TEXT SHOWN:
——————

Our Approach: Active Engagement with Our Portfolio Companies to Promote Long-term Value of Our Clients’ Investments
At State Street Global Advisors, we use a risk-based approach to identifying issues that we believe have the most material impact on the long-term value of our clients’ assets. We elevate outcome-oriented stewardship priorities each year based on factors such as market trends, financial materiality and portfolio impact.
As near-permanent holders of capital, it is our responsibility as fiduciaries to consider elements that may impact long-term value creation. Our asset stewardship program includes:
We engage with companies to drive improved standards and disclosure around financially material risks and opportunities. Our experience in asset stewardship has provided us with important lessons on constructively engaging with companies.
In our view as long-term holders of the companies in which we invest on behalf of our clients, divestment is not an adequate option for investors. Rather than divesting from companies, we believe that engaging with companies to optimize their operations and disclosures is the optimal strategy for mitigating risks posed to our clients’ investments, as well as capturing potential opportunities that may exist.
Our focus begins with governance, as we believe that strong, independent and effective boards of directors can better address the issues affecting long-term strategy. We use sustained, multi-year engagements to drive improved disclosure and standards and seek the long-term preservation of the value of the companies in which we invest.
We believe that our portfolio companies are best suited to understand what issues are most impactful for their business and, therefore, base our priorities for each portfolio company upon ongoing dialogue with company management and boards. Importantly, State Street Global Advisors does not maintain a firmwide divestment policy.
Figure 1 explains our approach to engagement.

——————

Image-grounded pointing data
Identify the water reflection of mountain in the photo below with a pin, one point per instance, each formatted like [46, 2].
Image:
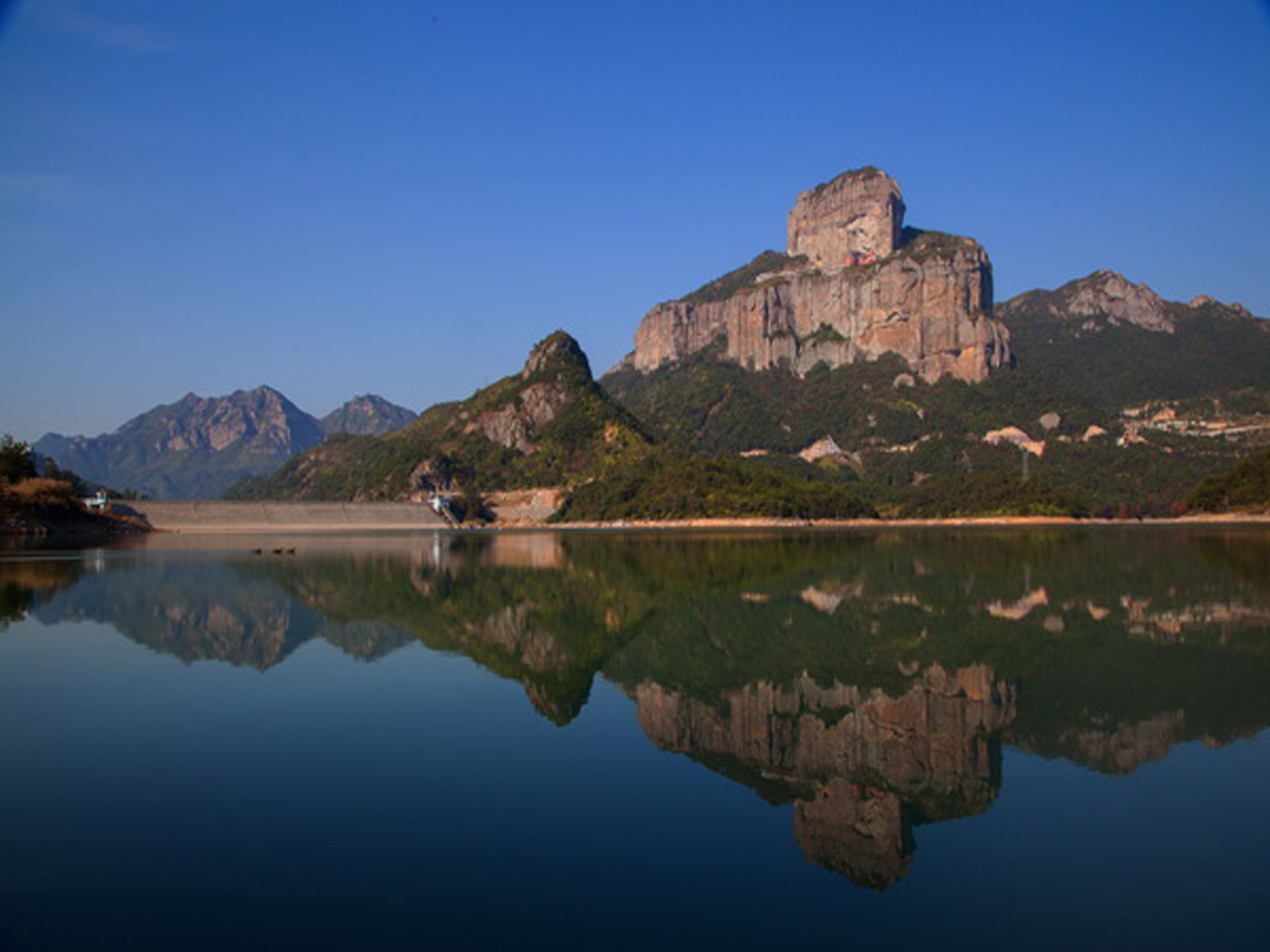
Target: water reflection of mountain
[207, 610]
[867, 679]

——————

QUESTIONS ON THE MATERIAL:
(a) According to the stewardship text, what kind of policy does State Street Global Advisors not maintain?
(b) Reproduce word for word the part of the stewardship text that opens with the words containing "As near-permanent holders" and closes with "engaging with companies.".
(c) Which factors does the stewardship text name as the basis for elevating stewardship priorities each year?

WRITTEN RESPONSES:
(a) A firmwide divestment policy.

(b)
As near-permanent holders of capital, it is our responsibility as fiduciaries to consider elements that may impact long-term value creation. Our asset stewardship program includes:
We engage with companies to drive improved standards and disclosure around financially material risks and opportunities. Our experience in asset stewardship has provided us with important lessons on constructively engaging with companies.

(c) Market trends, financial materiality, portfolio impact